Text section
--- begin ---

Plus, assuming The Finish-based tech giant does earn 34 cents in 2018, that would translate to year-over-year growth of 43%. From my vantage point, investors looking for a potential breakout stock should pounce on Nokia, which should trade near $8 when applying a 20 multiple to next year’s earnings, which puts NOK in line with the S&P 500. And I expect the NOK stock to start it’s climb when the company reports second-quarter and first half results next week.
What’s Ahead for NOK Stock?
For the quarter ended June, Wall Street expects Nokia to report revenue of $6.17 billion, though estimates range as high estimate of $6.53 billion and a low estimate of $5.92 billion. Assuming NOK does reach revenue estimates of $6.17 billion, this would mark a year-over-year decline of 3.7%. In terms of EPS, analysts are looking for 5 cents per share, though estimates are as low as 3 cents.
The company has begun to focus on networking (data traffic management in particular) and is on the verge of rebuilding and rebranding its business to capitalize on new growth segments. Although revenue in various segments is on the decline, the rate of decline has drastically slowed, which is an encouraging sign. In the first quarter, NOK reported revenue of $5.7 billion, down 2.5% year over year, yielding 3 cents per share. Plus, there’s a strong chance that the company will top anyalysts’ bottom-line forecasts.
Despite the top-line miss, quarterly adjusted gross margin was 40.8%, compared with 39.7% a year ago. What’s more, Nokia’s operating margin grew 20 basis points to 6.3% on a year-over-year basis. Assuming these trends continue, the company’s EPS trajectory will continue to climb.

--- end ---

Information supplied
--- begin ---

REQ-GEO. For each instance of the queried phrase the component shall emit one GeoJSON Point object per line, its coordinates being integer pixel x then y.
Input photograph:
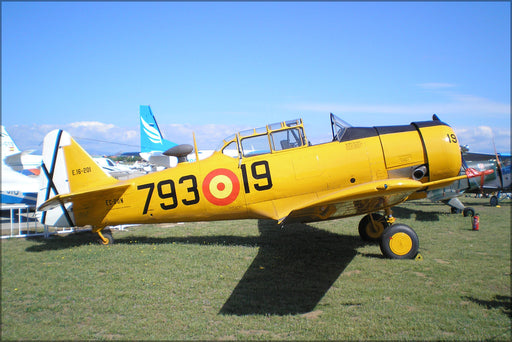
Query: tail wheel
{"type": "Point", "coordinates": [372, 226]}
{"type": "Point", "coordinates": [399, 241]}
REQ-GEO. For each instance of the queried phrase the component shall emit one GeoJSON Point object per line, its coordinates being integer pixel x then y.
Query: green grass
{"type": "Point", "coordinates": [251, 280]}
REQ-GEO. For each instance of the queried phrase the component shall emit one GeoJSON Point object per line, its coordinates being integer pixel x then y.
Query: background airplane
{"type": "Point", "coordinates": [154, 146]}
{"type": "Point", "coordinates": [494, 177]}
{"type": "Point", "coordinates": [24, 162]}
{"type": "Point", "coordinates": [18, 188]}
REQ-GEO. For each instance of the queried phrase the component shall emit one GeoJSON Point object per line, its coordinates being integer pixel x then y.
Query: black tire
{"type": "Point", "coordinates": [469, 212]}
{"type": "Point", "coordinates": [399, 241]}
{"type": "Point", "coordinates": [493, 201]}
{"type": "Point", "coordinates": [108, 236]}
{"type": "Point", "coordinates": [372, 231]}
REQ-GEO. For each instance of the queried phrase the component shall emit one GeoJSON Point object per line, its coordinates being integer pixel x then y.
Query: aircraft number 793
{"type": "Point", "coordinates": [166, 189]}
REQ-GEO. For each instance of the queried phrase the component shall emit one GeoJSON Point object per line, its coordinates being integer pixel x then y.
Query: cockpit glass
{"type": "Point", "coordinates": [339, 127]}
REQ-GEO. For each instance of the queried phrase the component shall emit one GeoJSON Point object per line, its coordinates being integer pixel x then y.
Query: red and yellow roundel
{"type": "Point", "coordinates": [221, 187]}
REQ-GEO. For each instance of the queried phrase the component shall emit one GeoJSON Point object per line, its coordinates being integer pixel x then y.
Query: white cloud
{"type": "Point", "coordinates": [480, 139]}
{"type": "Point", "coordinates": [92, 125]}
{"type": "Point", "coordinates": [436, 85]}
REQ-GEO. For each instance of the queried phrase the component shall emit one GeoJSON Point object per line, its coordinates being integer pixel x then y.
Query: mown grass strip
{"type": "Point", "coordinates": [252, 280]}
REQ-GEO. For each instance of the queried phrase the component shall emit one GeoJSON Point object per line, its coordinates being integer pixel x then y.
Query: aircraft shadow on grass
{"type": "Point", "coordinates": [294, 268]}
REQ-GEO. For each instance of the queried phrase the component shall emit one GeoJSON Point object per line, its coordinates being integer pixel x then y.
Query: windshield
{"type": "Point", "coordinates": [339, 127]}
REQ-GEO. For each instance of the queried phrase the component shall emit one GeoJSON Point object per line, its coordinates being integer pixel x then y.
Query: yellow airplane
{"type": "Point", "coordinates": [275, 174]}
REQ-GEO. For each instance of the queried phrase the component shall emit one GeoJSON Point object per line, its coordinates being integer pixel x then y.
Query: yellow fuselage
{"type": "Point", "coordinates": [274, 183]}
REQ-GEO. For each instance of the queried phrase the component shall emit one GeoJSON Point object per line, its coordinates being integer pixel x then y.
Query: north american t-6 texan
{"type": "Point", "coordinates": [272, 172]}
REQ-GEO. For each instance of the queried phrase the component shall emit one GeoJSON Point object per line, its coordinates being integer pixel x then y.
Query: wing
{"type": "Point", "coordinates": [359, 199]}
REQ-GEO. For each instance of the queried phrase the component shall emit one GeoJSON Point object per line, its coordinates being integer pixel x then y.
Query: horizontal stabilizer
{"type": "Point", "coordinates": [90, 195]}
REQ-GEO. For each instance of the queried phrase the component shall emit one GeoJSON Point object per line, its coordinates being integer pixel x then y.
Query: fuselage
{"type": "Point", "coordinates": [276, 169]}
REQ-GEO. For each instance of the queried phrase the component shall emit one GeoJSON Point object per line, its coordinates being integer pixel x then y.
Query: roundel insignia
{"type": "Point", "coordinates": [221, 187]}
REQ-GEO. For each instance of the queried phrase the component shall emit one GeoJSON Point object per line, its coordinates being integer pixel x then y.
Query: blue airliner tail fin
{"type": "Point", "coordinates": [151, 138]}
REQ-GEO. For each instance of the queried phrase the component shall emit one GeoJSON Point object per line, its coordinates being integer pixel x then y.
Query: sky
{"type": "Point", "coordinates": [215, 68]}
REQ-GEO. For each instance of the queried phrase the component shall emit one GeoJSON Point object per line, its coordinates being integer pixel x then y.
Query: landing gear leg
{"type": "Point", "coordinates": [389, 216]}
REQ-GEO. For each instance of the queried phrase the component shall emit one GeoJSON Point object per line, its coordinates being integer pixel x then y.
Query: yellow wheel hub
{"type": "Point", "coordinates": [400, 243]}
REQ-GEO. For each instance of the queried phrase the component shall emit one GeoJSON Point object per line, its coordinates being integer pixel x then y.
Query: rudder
{"type": "Point", "coordinates": [66, 168]}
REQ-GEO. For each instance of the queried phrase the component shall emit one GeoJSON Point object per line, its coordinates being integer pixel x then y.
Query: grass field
{"type": "Point", "coordinates": [252, 280]}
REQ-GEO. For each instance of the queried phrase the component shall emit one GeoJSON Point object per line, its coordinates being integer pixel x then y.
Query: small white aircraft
{"type": "Point", "coordinates": [18, 188]}
{"type": "Point", "coordinates": [24, 162]}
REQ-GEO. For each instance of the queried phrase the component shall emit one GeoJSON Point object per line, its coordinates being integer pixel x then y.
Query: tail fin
{"type": "Point", "coordinates": [151, 138]}
{"type": "Point", "coordinates": [8, 145]}
{"type": "Point", "coordinates": [66, 169]}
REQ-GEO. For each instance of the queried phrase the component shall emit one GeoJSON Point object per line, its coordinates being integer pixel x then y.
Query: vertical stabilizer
{"type": "Point", "coordinates": [8, 145]}
{"type": "Point", "coordinates": [151, 138]}
{"type": "Point", "coordinates": [66, 168]}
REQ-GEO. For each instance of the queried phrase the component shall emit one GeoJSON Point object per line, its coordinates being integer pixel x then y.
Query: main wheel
{"type": "Point", "coordinates": [399, 241]}
{"type": "Point", "coordinates": [371, 230]}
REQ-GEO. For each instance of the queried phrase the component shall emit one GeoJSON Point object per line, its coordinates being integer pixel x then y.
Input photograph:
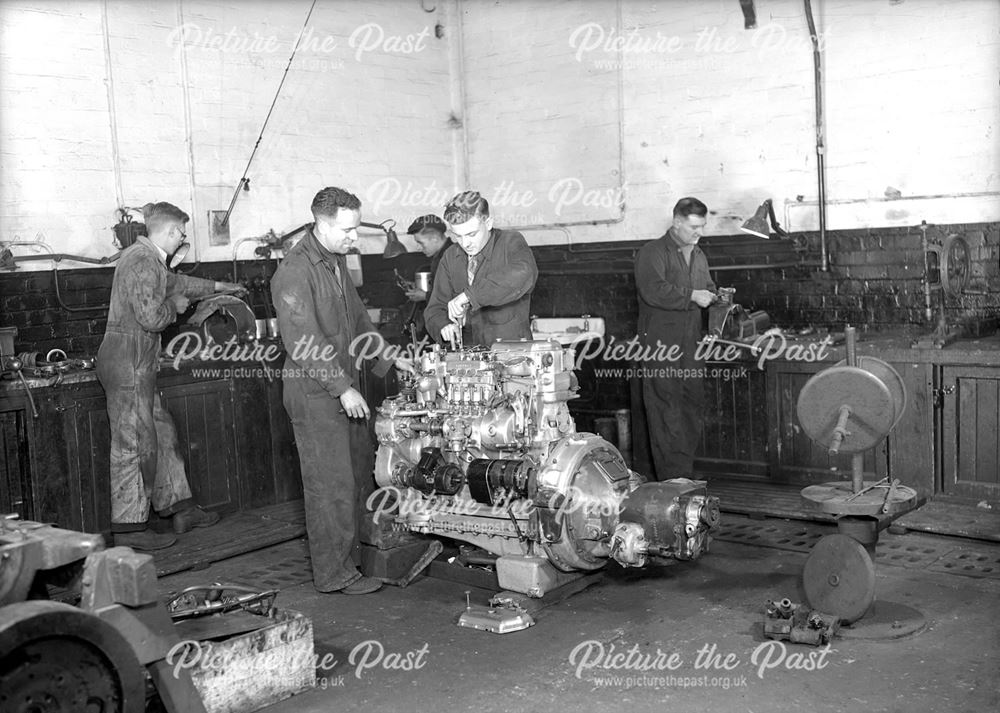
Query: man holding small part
{"type": "Point", "coordinates": [482, 292]}
{"type": "Point", "coordinates": [674, 285]}
{"type": "Point", "coordinates": [320, 315]}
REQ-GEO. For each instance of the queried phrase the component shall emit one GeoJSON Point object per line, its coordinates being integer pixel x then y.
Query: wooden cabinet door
{"type": "Point", "coordinates": [970, 436]}
{"type": "Point", "coordinates": [15, 460]}
{"type": "Point", "coordinates": [88, 450]}
{"type": "Point", "coordinates": [204, 415]}
{"type": "Point", "coordinates": [734, 440]}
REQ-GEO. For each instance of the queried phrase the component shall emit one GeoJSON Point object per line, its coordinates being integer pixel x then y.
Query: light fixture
{"type": "Point", "coordinates": [758, 223]}
{"type": "Point", "coordinates": [393, 247]}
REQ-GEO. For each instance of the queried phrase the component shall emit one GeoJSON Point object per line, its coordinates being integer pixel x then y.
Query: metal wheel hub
{"type": "Point", "coordinates": [58, 675]}
{"type": "Point", "coordinates": [55, 658]}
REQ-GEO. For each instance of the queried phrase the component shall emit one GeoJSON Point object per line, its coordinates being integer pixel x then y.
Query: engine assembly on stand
{"type": "Point", "coordinates": [480, 446]}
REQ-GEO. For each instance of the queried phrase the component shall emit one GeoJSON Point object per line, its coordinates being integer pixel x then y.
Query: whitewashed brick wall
{"type": "Point", "coordinates": [191, 83]}
{"type": "Point", "coordinates": [711, 109]}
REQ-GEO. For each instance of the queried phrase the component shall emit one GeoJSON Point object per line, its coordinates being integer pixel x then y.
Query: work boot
{"type": "Point", "coordinates": [191, 518]}
{"type": "Point", "coordinates": [144, 540]}
{"type": "Point", "coordinates": [362, 585]}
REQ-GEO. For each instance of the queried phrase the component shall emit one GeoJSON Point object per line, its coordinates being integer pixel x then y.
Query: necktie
{"type": "Point", "coordinates": [473, 266]}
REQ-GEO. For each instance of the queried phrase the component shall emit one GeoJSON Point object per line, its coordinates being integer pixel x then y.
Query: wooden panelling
{"type": "Point", "coordinates": [204, 415]}
{"type": "Point", "coordinates": [970, 439]}
{"type": "Point", "coordinates": [15, 472]}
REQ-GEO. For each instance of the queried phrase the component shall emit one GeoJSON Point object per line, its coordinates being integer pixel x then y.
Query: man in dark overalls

--- end ---

Required work
a) Answer these from the Nokia stock text:
(i) What revenue does Wall Street expect Nokia to report for the quarter ended June?
(ii) What revenue did Nokia report in the first quarter?
(iii) What was the quarterly adjusted gross margin?
b) Reproduce everything in the Nokia stock text from "The company has" down to "anyalysts’ bottom-line forecasts.".
The material above is separate from the Nokia stock text.

Task answers
a)
(i) $6.17 billion
(ii) $5.7 billion
(iii) 40.8%

b)
The company has begun to focus on networking (data traffic management in particular) and is on the verge of rebuilding and rebranding its business to capitalize on new growth segments. Although revenue in various segments is on the decline, the rate of decline has drastically slowed, which is an encouraging sign. In the first quarter, NOK reported revenue of $5.7 billion, down 2.5% year over year, yielding 3 cents per share. Plus, there’s a strong chance that the company will top anyalysts’ bottom-line forecasts.